• JOB:
Will you quote all of the entries, word for word?

[Lines of data]
---------------

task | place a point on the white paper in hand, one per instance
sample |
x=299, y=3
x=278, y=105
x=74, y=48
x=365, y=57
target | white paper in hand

---------------

• TASK OUTPUT:
task | place a point on the white paper in hand, one per instance
sample |
x=299, y=3
x=278, y=105
x=74, y=48
x=365, y=57
target | white paper in hand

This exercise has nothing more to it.